• PAGE EXCERPT:
Mercy Corps has been working in Pakistan since 1986, when we began providing humanitarian assistance to Afghan refugees in Balochistan province. Since then, our activities have expanded throughout the country. Today, we're responding to the worst monsoon-related floods in memory, improving access to health care, and helping dairy farmers increase their incomes.
Flood Response
Mercy Corps supplied clean water, emergency supplies and medical care to people in two hard-hit areas: the Swat Valley in the north, where millions of people were resettling after being displaced by last year’s fighting between the Pakistan Army and the Taliban, and Sindh Province in the south.
We responded to the public health needs of affected families. In the SWAT Valley, Mercy Corps provided the Department of Health with medicines to ensure sufficient supply to health facilities in flood-affected areas. In Sindh Province, where 7.3 million people were affected by the floods, Mercy Corps distributed hygiene kits and conducted hygiene promotion sessions.
We also conducted water and sanitation initiatives in internally displaced persons (IDP) camps in Balochistan, where more than 60,000 people were living in camps, public buildings and spontaneous sites. We installed 300 pit latrines and 26 bathrooms. Distribution of hygiene kits between Sindh and Balochistan benefited 56,730 people.
Mobile health units established almost immediately after the floods treated 12,230 patients. Mercy Corps staff members worked closely with the World Health Organisation to administer these mobile health facilities. In Gotki district, Mercy Corps established two diarrhoea treatment centers that treated 700 patients – 40 percent of them children under five.
Mercy Corps is in the process of transitioning from immediate relief to helping communities recover. Our teams are continuing to fix water systems, rebuild health clinics and employ residents to rebuild roads, clear debris and repair irrigation channels and retaining walls. In the longer term, our recovery efforts will include working with farmers to restore their lands and supplying them with the seeds, livestock, tools and other farming inputs necessary to resume their livelihoods and avoid a food crisis.
Public Health Interventions
In Pakistan, Mercy Corps’ health programming focuses on primary health care interventions, with an emphasis on maternal, neonatal and child health (MNCH), reproductive health, nutrition and infectious diseases.
According to the World Health Organisation, Pakistan has the eighth-highest burden of tuberculosis infections in the world. Every year in Pakistan, approximately 300,000 people develop TB and 48,000 people die of the disease.

• SOURCE DATA:
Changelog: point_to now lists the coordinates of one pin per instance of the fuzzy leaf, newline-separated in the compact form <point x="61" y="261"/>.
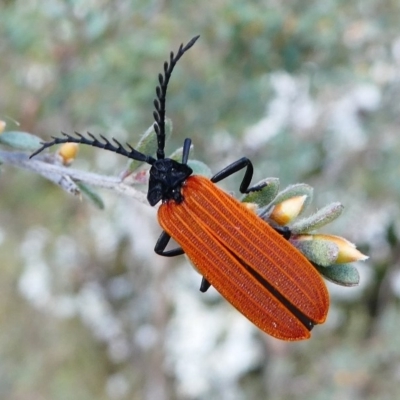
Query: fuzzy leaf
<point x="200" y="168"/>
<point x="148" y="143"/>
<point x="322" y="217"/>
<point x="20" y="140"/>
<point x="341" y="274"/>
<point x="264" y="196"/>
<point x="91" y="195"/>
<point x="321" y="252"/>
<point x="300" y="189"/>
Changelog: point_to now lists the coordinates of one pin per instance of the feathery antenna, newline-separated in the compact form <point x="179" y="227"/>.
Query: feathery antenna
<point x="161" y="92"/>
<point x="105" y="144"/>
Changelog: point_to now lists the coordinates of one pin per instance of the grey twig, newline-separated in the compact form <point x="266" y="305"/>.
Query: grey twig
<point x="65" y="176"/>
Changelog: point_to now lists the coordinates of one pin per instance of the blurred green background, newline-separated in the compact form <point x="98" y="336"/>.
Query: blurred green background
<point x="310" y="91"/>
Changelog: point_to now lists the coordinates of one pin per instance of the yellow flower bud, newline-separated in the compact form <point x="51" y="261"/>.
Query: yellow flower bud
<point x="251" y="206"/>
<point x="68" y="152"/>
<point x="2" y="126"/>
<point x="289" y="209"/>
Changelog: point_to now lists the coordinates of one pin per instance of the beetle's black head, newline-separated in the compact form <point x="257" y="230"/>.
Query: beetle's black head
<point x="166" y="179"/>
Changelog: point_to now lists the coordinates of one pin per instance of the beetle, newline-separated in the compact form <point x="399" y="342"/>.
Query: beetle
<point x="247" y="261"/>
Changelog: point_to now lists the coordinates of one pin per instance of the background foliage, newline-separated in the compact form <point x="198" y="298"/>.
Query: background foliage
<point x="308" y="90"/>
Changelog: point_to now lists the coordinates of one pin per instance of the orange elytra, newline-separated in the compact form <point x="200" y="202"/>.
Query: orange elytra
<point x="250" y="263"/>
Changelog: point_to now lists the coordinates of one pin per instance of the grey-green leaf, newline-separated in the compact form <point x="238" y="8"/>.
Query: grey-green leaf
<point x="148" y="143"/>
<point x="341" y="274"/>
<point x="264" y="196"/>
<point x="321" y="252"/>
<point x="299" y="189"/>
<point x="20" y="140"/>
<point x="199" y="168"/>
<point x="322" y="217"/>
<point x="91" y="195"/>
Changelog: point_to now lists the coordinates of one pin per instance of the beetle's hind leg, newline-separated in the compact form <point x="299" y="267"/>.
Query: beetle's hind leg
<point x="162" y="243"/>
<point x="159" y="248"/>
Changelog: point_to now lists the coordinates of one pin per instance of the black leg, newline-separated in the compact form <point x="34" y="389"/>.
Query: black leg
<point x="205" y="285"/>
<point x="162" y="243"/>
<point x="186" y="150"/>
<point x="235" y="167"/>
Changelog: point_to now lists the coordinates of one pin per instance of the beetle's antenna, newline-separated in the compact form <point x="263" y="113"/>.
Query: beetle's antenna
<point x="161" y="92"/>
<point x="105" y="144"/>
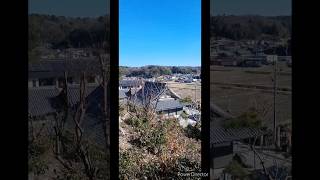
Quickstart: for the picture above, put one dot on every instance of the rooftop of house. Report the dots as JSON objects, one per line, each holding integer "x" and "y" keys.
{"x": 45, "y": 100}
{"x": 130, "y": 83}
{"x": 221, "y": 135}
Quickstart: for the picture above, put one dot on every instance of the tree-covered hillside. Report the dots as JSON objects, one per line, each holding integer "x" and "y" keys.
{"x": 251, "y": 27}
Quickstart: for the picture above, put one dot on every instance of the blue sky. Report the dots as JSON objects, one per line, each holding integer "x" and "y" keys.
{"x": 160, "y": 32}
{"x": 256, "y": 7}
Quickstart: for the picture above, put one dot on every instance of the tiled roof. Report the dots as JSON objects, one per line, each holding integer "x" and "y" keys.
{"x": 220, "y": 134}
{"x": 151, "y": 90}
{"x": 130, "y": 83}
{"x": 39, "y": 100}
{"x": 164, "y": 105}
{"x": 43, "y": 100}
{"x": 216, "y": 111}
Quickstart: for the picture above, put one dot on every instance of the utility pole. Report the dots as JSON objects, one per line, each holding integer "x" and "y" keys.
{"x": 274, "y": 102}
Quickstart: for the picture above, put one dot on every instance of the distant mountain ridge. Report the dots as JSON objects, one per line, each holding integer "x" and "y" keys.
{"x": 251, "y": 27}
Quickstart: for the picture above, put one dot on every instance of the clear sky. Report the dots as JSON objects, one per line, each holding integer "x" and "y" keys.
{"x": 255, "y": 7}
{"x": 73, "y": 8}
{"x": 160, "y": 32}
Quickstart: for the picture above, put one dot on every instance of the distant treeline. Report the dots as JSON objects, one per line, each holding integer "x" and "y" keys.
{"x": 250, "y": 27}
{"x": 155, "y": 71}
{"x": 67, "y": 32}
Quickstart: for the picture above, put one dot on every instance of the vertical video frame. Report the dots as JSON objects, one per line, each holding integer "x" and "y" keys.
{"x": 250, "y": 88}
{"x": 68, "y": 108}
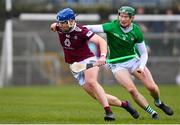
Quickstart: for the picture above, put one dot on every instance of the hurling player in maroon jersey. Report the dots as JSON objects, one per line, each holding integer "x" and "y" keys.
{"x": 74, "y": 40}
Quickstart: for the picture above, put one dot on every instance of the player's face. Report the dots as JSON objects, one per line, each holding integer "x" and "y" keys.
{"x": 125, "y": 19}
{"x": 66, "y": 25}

• WORK INSTRUCTION: According to the text on Mercy Corps in Pakistan, why will the organization's longer-term recovery work supply farmers with seeds, livestock, tools and other farming inputs? Answer in one to three sentences.

• FINISHED TASK: The text says these inputs are necessary for farmers to resume their livelihoods and avoid a food crisis. This supply forms part of the longer-term recovery effort, along with working with farmers to restore their lands.